◆ What needs to be done
The records below are to be repeated exactly, minus any pictures.

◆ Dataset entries
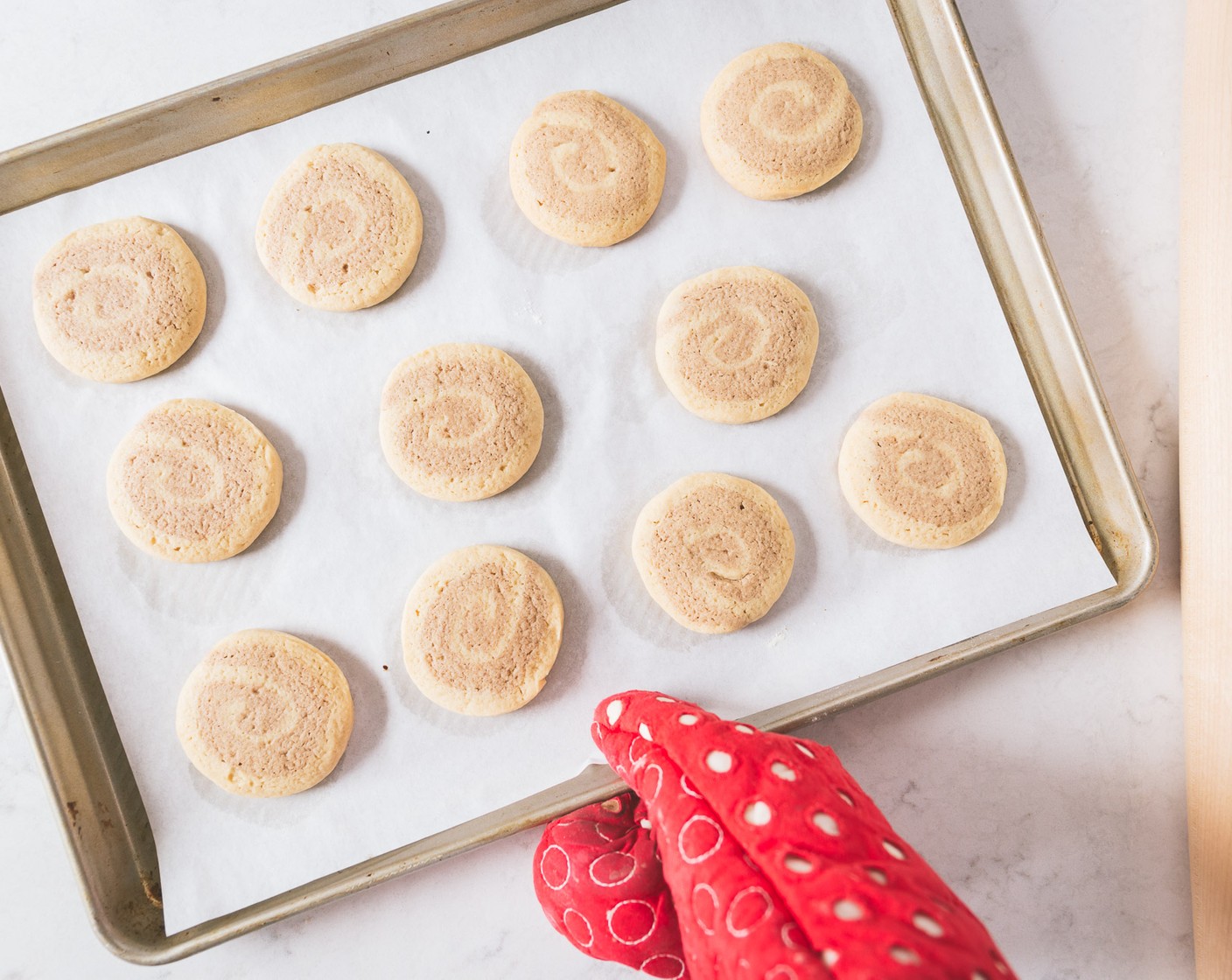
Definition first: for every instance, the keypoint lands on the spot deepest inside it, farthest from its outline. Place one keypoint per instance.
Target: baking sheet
(886, 256)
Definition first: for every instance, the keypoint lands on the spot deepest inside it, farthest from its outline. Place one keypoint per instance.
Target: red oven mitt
(749, 856)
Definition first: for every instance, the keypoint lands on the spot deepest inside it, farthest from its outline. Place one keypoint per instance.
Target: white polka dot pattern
(600, 881)
(779, 864)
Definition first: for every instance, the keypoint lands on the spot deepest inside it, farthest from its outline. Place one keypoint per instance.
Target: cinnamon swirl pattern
(921, 471)
(193, 482)
(120, 301)
(736, 344)
(265, 714)
(780, 121)
(340, 229)
(480, 630)
(715, 551)
(459, 422)
(586, 171)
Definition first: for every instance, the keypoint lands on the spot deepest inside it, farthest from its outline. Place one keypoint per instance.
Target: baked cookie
(193, 482)
(780, 121)
(736, 344)
(120, 301)
(480, 630)
(923, 472)
(340, 229)
(265, 714)
(459, 422)
(586, 171)
(715, 551)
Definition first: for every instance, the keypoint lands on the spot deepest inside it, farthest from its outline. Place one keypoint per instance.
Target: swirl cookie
(715, 551)
(736, 344)
(120, 301)
(459, 422)
(780, 121)
(586, 171)
(340, 229)
(923, 472)
(265, 714)
(480, 630)
(193, 482)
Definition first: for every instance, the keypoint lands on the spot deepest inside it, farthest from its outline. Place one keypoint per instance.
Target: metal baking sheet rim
(74, 735)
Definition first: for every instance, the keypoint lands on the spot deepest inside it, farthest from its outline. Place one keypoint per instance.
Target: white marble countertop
(1046, 784)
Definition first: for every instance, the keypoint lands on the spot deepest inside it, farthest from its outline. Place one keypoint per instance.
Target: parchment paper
(885, 254)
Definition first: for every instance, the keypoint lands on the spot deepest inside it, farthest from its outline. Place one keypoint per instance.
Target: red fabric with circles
(600, 883)
(778, 864)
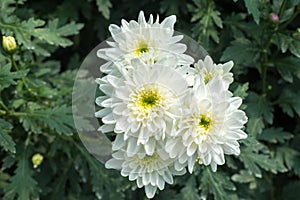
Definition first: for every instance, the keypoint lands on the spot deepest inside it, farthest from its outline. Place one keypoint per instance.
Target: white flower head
(210, 127)
(147, 40)
(208, 70)
(150, 172)
(144, 104)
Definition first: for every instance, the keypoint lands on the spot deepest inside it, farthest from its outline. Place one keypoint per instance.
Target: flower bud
(274, 18)
(37, 159)
(9, 44)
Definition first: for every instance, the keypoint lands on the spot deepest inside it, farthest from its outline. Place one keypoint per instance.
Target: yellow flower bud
(9, 44)
(37, 159)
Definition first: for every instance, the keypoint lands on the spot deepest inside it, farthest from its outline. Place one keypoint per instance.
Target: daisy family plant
(168, 110)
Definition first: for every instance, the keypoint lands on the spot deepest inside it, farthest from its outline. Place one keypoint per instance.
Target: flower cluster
(167, 111)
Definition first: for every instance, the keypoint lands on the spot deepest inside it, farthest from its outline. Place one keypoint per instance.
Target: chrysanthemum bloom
(151, 172)
(208, 69)
(210, 127)
(148, 40)
(143, 105)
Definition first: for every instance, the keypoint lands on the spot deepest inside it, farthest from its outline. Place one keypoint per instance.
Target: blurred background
(41, 155)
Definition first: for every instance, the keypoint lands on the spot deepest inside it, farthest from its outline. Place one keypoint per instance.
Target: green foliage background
(53, 38)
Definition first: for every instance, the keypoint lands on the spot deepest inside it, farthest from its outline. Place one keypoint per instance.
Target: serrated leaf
(289, 101)
(253, 8)
(275, 135)
(6, 140)
(103, 7)
(255, 125)
(189, 191)
(242, 90)
(22, 185)
(295, 48)
(289, 157)
(7, 77)
(58, 119)
(291, 190)
(259, 106)
(287, 67)
(216, 182)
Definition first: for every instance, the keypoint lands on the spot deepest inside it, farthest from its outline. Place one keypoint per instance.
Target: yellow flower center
(204, 124)
(146, 98)
(142, 48)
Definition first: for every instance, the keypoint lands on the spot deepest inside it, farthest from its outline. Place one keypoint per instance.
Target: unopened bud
(37, 159)
(9, 44)
(274, 18)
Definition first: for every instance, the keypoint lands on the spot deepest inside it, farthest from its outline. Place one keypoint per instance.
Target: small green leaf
(241, 90)
(253, 8)
(8, 78)
(103, 7)
(240, 51)
(189, 191)
(6, 140)
(289, 101)
(57, 118)
(291, 190)
(259, 106)
(216, 182)
(22, 185)
(275, 135)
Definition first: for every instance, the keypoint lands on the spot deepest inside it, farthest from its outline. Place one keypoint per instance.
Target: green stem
(13, 62)
(4, 106)
(282, 8)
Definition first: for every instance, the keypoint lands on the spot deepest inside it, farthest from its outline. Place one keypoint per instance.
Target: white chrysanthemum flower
(208, 69)
(144, 104)
(150, 172)
(210, 126)
(149, 41)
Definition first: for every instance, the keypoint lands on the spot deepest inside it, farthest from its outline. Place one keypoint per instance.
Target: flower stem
(13, 62)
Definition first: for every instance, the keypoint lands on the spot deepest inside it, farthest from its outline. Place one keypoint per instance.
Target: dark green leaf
(57, 118)
(253, 8)
(6, 140)
(22, 185)
(259, 106)
(189, 191)
(103, 7)
(8, 78)
(218, 183)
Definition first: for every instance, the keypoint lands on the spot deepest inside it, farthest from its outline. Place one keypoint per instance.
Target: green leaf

◆ Result of the exercise
Definition first: for every instance, the keypoint lands on the spot deepest inside it, farthest from its outline. Place one keypoint per instance.
Target: baking sheet
(886, 256)
Definition first: for every instance, the keypoint lands on the spot deepest inside it, farthest from its outline. Place one keypoint per instance.
Target: red oven mitt
(749, 856)
Definition first: for every instance, the keypoint lands on the spot deepest inside it, farthest from its outline. Place one keypoint per instance.
Target: white polka dot pattern
(600, 881)
(779, 864)
Definition first: for every instance, the keypoint lands on the spot deepest inside it, farthest from its outline. Place one keypoint per instance.
Target: cinnamon swirl pattern
(921, 471)
(193, 482)
(120, 301)
(736, 344)
(265, 714)
(780, 121)
(340, 229)
(480, 630)
(715, 551)
(459, 422)
(586, 171)
Definition first: for every instance, the keypoint lands on the spot deepest inside it, farthest from its outline. Place one keypoint per instance.
Target: baked cookie
(193, 482)
(780, 121)
(736, 344)
(120, 301)
(480, 630)
(923, 472)
(340, 229)
(265, 714)
(459, 422)
(586, 171)
(715, 551)
Definition first: for every instance, the keypoint lands on the spot deepest inside it, farthest from its outline. Place one keypoint per instance.
Target: swirl cookie
(715, 551)
(736, 344)
(120, 301)
(459, 422)
(780, 121)
(586, 171)
(340, 229)
(923, 472)
(265, 714)
(480, 630)
(193, 482)
Definition first: for every instance, the keypoint lands on the spot deepest inside it, farthest from its outline. Place one keypoint per instance.
Target: metal baking sheet rim
(74, 735)
Definition first: for every instance, the keypoint lands on the spot deepest inside it, farthest from its outline. Place one keypoint per instance.
Target: white marble countertop
(1046, 784)
Definition first: for every instance, the keypoint lands on the spot deepest inside it, farthest from its outline. Place one keypoint per instance.
Target: parchment paper
(885, 254)
Definition first: for every instance, the keypoint lands on the spot deepest inside it, farthest from its outline. Place one keypoint per instance.
Target: red fabric with circles
(600, 883)
(778, 864)
Definition first: for every instance, the keypoint lands on the spot deepest inside it, farthest from its outline. Place one keypoint per instance.
Target: white flower head
(210, 127)
(147, 40)
(208, 70)
(150, 172)
(144, 104)
Definition first: for every instance, the keypoint lands on the spot deepest inside it, farthest from its outline. Place one keypoint per instance.
Target: flower bud
(274, 18)
(37, 159)
(9, 44)
Definition first: for every instance, the keypoint lands on the spot deepest inside it, farthest from its outline. Place one keypoint per instance.
Target: yellow flower bud
(9, 44)
(37, 159)
Definition first: for every instance, the keypoint lands on the spot deepest inside it, farthest from its outline. Place one keypoint per instance.
Target: daisy family plant
(168, 110)
Definition first: for every instance, the keypoint lands on the spot deepest inside it, farthest from its outline. Place one keypoint per instance.
Target: flower cluster
(167, 111)
Definition first: for every instance, the keypoint lands on the spot deepest inside it, farthest from its outline. Place one keypoint per instance.
Target: chrysanthemum bloom
(151, 172)
(208, 69)
(210, 127)
(148, 40)
(143, 105)
Definition first: for every instance, the keypoint lands on the spot deepest inside it, farthest from its outline. Place one keypoint per instance.
Target: blurred background
(41, 155)
Definition first: for every instance, the keypoint lands on the spot deepest inside it, farthest from its outline. Place one keypoint per instance.
Target: green foliage background
(53, 38)
Definition first: for every instance, the keypoint lands on the spot deepest inside it, farthest from its outline. Place one keypoint per instance.
Target: serrated leaf
(289, 101)
(253, 8)
(275, 135)
(6, 140)
(103, 7)
(255, 125)
(189, 191)
(242, 90)
(22, 185)
(295, 48)
(289, 157)
(7, 77)
(58, 119)
(291, 190)
(259, 106)
(287, 67)
(216, 182)
Definition first: for every instance, the keypoint lands on the spot deepest inside it, farthest from its outline. Place one keypoint per instance.
Target: yellow flower center
(204, 124)
(146, 98)
(142, 48)
Definition first: for every instance, the keypoint lands on the spot deepest inside it, farthest from its outline. Place one keypoint per instance.
Target: unopened bud
(37, 159)
(9, 44)
(274, 18)
Definition first: for every instance, the keypoint lands on the spot deepest inside it, farthest from its outline. Place one keypoint per instance.
Target: small green leaf
(241, 90)
(253, 8)
(8, 78)
(103, 7)
(240, 51)
(189, 191)
(6, 140)
(289, 101)
(57, 118)
(291, 190)
(259, 106)
(216, 182)
(22, 185)
(275, 135)
Definition first: for every instance, the keypoint lands on the spot deepest inside it, farthest from its outline. Place one keypoint per instance.
Target: green stem
(13, 62)
(4, 106)
(282, 8)
Definition first: for every instance, the keypoint lands on the spot deepest inside it, farthest from its outline. Place one keypoint per instance.
Target: white chrysanthemum flower
(208, 69)
(144, 104)
(150, 172)
(210, 126)
(149, 41)
Definition first: for every instance, the keypoint lands on the spot deepest inside it, farthest from its outline. Place one keypoint per instance.
Target: flower stem
(13, 62)
Definition first: for every instance, the keypoint lands on the spot deepest inside it, farthest from its outline. Place one keypoint per instance.
Target: dark green leaf
(57, 118)
(253, 8)
(6, 140)
(22, 185)
(259, 106)
(189, 191)
(103, 7)
(8, 78)
(218, 183)
Definition first: for every instance, the keypoint lands on the spot deepest inside it, farthest from its outline. Place one keypoint per instance.
Target: green leaf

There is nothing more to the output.